───── Material

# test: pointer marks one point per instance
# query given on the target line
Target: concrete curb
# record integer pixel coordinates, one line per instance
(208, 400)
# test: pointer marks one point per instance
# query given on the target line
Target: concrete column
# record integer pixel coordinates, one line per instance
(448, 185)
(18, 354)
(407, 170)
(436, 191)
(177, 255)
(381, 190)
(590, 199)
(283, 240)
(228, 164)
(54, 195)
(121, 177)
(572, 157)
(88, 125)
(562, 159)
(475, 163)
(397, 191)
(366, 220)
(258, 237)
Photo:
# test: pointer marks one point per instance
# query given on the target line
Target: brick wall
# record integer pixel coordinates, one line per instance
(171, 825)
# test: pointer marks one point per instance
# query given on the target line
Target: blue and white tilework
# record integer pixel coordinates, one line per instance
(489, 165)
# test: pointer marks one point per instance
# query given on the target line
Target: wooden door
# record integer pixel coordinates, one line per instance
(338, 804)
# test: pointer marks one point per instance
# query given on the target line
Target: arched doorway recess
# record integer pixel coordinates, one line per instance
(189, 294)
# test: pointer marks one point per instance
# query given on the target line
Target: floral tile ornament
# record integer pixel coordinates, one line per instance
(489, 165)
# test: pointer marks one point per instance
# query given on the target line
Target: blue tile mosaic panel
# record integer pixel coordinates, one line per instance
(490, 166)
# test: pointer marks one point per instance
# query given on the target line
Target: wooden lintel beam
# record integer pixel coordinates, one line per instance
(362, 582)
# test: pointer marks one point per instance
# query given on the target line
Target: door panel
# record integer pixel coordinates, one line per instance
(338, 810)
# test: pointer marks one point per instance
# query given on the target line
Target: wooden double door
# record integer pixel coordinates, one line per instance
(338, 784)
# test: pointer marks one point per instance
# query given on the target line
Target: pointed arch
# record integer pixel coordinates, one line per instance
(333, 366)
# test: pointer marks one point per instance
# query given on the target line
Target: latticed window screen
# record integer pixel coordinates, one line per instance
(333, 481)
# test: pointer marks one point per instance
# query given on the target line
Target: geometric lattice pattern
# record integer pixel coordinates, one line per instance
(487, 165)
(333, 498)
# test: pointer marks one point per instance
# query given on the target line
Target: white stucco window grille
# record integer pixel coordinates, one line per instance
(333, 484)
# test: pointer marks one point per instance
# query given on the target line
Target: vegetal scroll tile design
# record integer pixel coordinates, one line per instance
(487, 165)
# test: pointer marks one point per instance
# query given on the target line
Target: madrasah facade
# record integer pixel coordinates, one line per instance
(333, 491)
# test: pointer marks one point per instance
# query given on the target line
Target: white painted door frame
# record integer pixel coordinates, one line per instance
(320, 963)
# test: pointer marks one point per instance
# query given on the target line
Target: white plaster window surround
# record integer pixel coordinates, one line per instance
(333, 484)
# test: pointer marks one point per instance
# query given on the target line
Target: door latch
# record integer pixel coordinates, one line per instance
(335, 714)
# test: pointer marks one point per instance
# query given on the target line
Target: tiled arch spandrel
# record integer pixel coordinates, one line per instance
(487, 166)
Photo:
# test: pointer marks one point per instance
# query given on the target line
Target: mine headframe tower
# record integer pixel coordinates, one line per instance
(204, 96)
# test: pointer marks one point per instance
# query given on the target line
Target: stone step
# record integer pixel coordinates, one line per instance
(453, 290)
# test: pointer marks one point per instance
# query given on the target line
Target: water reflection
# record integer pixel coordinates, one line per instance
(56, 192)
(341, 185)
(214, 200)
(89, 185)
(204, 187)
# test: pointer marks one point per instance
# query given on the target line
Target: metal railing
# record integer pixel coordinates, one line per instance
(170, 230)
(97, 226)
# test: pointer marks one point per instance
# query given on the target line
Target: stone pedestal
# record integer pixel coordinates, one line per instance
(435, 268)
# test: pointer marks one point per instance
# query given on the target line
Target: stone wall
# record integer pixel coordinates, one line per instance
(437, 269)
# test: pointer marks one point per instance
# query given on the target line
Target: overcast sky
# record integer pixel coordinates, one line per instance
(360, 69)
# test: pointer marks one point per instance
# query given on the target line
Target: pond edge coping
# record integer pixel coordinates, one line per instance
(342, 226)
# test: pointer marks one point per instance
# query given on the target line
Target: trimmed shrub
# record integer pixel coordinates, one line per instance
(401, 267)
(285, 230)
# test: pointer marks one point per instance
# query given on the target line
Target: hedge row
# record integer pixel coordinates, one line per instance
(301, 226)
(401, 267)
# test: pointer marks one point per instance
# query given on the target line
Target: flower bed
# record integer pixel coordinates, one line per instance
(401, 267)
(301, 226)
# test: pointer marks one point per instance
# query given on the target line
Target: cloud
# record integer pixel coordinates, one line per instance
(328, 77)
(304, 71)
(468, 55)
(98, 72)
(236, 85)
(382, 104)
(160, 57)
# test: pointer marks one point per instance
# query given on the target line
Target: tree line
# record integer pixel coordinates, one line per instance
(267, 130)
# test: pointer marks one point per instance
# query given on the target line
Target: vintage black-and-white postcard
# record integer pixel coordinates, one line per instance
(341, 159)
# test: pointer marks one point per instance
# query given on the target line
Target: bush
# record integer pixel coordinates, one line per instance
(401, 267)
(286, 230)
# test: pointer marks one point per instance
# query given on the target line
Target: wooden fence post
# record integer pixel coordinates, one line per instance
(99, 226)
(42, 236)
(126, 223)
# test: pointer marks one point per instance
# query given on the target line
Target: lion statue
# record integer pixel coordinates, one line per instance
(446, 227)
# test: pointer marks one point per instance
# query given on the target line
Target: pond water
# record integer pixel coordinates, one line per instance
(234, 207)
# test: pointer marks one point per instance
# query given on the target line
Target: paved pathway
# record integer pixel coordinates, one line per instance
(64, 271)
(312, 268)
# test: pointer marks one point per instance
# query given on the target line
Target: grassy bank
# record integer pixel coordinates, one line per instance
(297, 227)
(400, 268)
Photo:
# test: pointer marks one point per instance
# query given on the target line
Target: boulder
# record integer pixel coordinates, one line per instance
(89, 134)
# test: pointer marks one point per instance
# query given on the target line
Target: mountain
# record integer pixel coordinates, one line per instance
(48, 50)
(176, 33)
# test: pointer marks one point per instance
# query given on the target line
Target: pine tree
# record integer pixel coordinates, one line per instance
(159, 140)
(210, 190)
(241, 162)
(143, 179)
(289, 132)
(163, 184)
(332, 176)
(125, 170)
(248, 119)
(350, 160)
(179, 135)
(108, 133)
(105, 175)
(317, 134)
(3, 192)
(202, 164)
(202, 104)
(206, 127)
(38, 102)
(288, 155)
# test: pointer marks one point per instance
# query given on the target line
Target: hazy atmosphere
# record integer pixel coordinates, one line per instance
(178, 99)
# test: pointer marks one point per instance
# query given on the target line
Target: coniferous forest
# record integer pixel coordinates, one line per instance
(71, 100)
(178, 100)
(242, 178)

──────────

(Requirements):
The listing above must be transcribed exactly, line by line.

(Answer for the task):
# test: pointer marks one point per instance
# query given on the target line
Target: concrete curb
# record integer pixel coordinates, one line per instance
(208, 400)
# test: pointer marks one point per instance
# query given on the target line
Target: concrete column
# record integer pixel coordinates, one line per instance
(448, 185)
(18, 354)
(407, 170)
(436, 191)
(177, 255)
(381, 190)
(590, 199)
(283, 240)
(228, 164)
(54, 195)
(121, 177)
(572, 157)
(88, 125)
(562, 159)
(475, 163)
(397, 191)
(366, 220)
(258, 237)
Photo:
# test: pointer marks one point per instance
# query given on the target line
Target: brick wall
# record integer pixel coordinates, one line per instance
(171, 825)
# test: pointer marks one point per instance
# query given on the target line
Target: blue and white tilework
# record integer pixel coordinates, one line per instance
(489, 165)
# test: pointer marks one point per instance
# query given on the target line
Target: wooden door
# record integer pixel coordinates, one line per instance
(338, 804)
# test: pointer marks one point per instance
# query given on the target line
Target: arched doorway recess
# record integer pixel coordinates, one line per instance
(189, 294)
# test: pointer marks one point per instance
# query given on the target line
Target: floral tile ornament
# record integer pixel coordinates, one line per instance
(489, 165)
# test: pointer marks one point per instance
# query given on the target line
Target: blue tile mosaic panel
# record integer pixel coordinates, one line per instance
(490, 166)
# test: pointer marks one point per instance
# query given on the target line
Target: wooden lintel beam
# record integer pixel coordinates, one line per instance
(362, 582)
# test: pointer marks one point per instance
# query given on the target line
Target: door panel
# record integer pixel coordinates, one line per instance
(338, 810)
# test: pointer marks one point per instance
# query given on the target line
Target: wooden double door
# record integer pixel coordinates, one line per instance
(338, 784)
# test: pointer marks one point per instance
# query given on the target line
Target: pointed arch
# record integer pixel coordinates, one line per instance
(333, 366)
# test: pointer marks one point per instance
# query given on the target line
Target: latticed window screen
# record integer pixel coordinates, one line per instance
(333, 481)
# test: pointer marks one point per instance
# query given on the target line
Target: geometric lattice pattern
# record integer pixel coordinates, one line per instance
(487, 165)
(333, 498)
# test: pointer marks one point per instance
# query given on the target line
Target: white stucco window grille
# record integer pixel coordinates, one line per instance
(333, 484)
# test: pointer marks one point per instance
# query given on the target line
Target: vegetal scroll tile design
# record integer pixel coordinates, one line per instance
(487, 165)
# test: pointer marks one point per instance
# query given on the target line
Target: madrasah facade
# record integer pixel coordinates, one line per instance
(333, 491)
# test: pointer marks one point per instance
# query given on the target line
Target: white painted door frame
# record integer pixel coordinates, one line per instance
(320, 963)
# test: pointer marks one point per instance
# query given on the target line
Target: white plaster window surround
# record integer pixel coordinates, one line per instance
(333, 484)
# test: pointer marks one point per instance
# query given on the target line
Target: door latch
# record integer pixel coordinates, one line per instance
(335, 714)
# test: pointer marks one point per instance
# query given on the target line
Target: tiled arch spandrel
# record integer pixel coordinates, one line per instance
(487, 166)
Photo:
# test: pointer marks one point per instance
# query given on the target line
Target: mine headframe tower
# record integer pixel coordinates, one line per instance
(204, 96)
# test: pointer marks one point per instance
# query given on the target line
Target: stone step
# record integer pixel coordinates, one line per instance
(453, 290)
# test: pointer marks one point per instance
# query given on the target line
Target: water reflection
# record integer pixel coordinates, one line per instance
(56, 192)
(341, 185)
(214, 200)
(89, 185)
(204, 187)
# test: pointer marks one point per instance
# query given on the target line
Target: metal railing
# record integer pixel coordinates, one line per instance
(170, 230)
(97, 226)
# test: pointer marks one point per instance
# query given on the target line
Target: stone pedestal
# record integer pixel coordinates, one line per instance
(435, 268)
# test: pointer marks one point per instance
# query given on the target line
Target: stone wall
# record integer pixel coordinates, one line per instance
(437, 269)
# test: pointer marks one point per instance
# query given on the target line
Target: overcast sky
# record integer pixel coordinates, one line per instance
(360, 69)
# test: pointer marks one point per instance
# query given on the target line
Target: pond edge coping
# record integer pixel coordinates, one line per instance
(342, 226)
# test: pointer marks one point per instance
# query given on the target line
Target: trimmed shrub
# record integer pixel coordinates, one line per instance
(401, 267)
(285, 230)
# test: pointer marks one point per instance
# query given on the target line
Target: hedge row
# record integer pixel coordinates, one line per instance
(301, 226)
(401, 267)
# test: pointer marks one point per instance
# query given on the target line
Target: flower bed
# record integer pixel coordinates, one line per instance
(401, 267)
(301, 226)
# test: pointer marks one point per instance
# query given on the target line
Target: cloud
# record integer pixel coordinates, one line per instance
(328, 77)
(304, 71)
(468, 55)
(98, 72)
(236, 85)
(382, 104)
(160, 57)
# test: pointer marks one point per instance
# query given on the target line
Target: tree line
# record integer pixel coordinates, one line per instance
(267, 130)
# test: pointer marks one point per instance
# query given on the target line
Target: vintage black-and-white postcard
# record integer pixel coordinates, one line per instance
(341, 159)
# test: pointer marks one point per instance
# query given on the target line
Target: bush
# record integer pixel coordinates, one line per instance
(401, 267)
(286, 230)
# test: pointer marks one point per instance
# query given on the target line
Target: wooden fence post
# record integer pixel coordinates, one line per instance
(99, 226)
(42, 236)
(126, 223)
# test: pointer marks one point per instance
# query given on the target line
Target: lion statue
# record integer pixel coordinates, one line per instance
(446, 227)
# test: pointer marks one point per instance
# query given on the target line
Target: pond water
# record integer pixel coordinates, one line per instance
(234, 207)
# test: pointer marks one point per instance
# query given on the target line
Target: paved pathway
# record integer pixel coordinates, one line per instance
(64, 271)
(312, 268)
# test: pointer marks one point per instance
# query given on the target line
Target: grassy bank
# record integer pixel coordinates, one line per instance
(297, 227)
(400, 268)
Photo:
# test: pointer marks one point per instance
# query given on the target line
Target: boulder
# record integer pixel coordinates, one line per instance
(89, 134)
# test: pointer marks one point per instance
# query given on the target line
Target: mountain
# record integer pixel coordinates, one line per instance
(48, 50)
(176, 33)
# test: pointer marks one point per instance
# query given on the target line
Target: pine tree
# record integer pixel coordinates, one line per instance
(159, 140)
(210, 190)
(241, 162)
(143, 179)
(289, 132)
(163, 184)
(332, 176)
(125, 170)
(248, 119)
(350, 160)
(179, 135)
(108, 133)
(105, 175)
(317, 134)
(3, 192)
(202, 164)
(202, 104)
(206, 127)
(38, 102)
(288, 155)
# test: pointer marks one point per instance
# query given on the target line
Target: hazy atmosphere
# record integer pixel coordinates, one line per instance
(178, 99)
# test: pointer marks one point per instance
# query given on the target line
Target: coniferous forest
# record integer pixel coordinates, one line per instance
(71, 100)
(178, 100)
(242, 178)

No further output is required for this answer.